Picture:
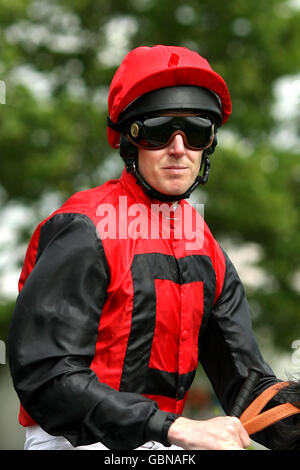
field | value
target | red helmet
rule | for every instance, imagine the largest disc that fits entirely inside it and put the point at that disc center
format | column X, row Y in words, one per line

What you will do:
From the line that contains "target | red helmet" through the final line of the material, copy every line exactly, including both ends.

Solution for this exercise:
target | red helmet
rule | for every instance, imagine the largest disc that fits entirely inside it and put the point at that disc center
format | column X, row Y in words, one per line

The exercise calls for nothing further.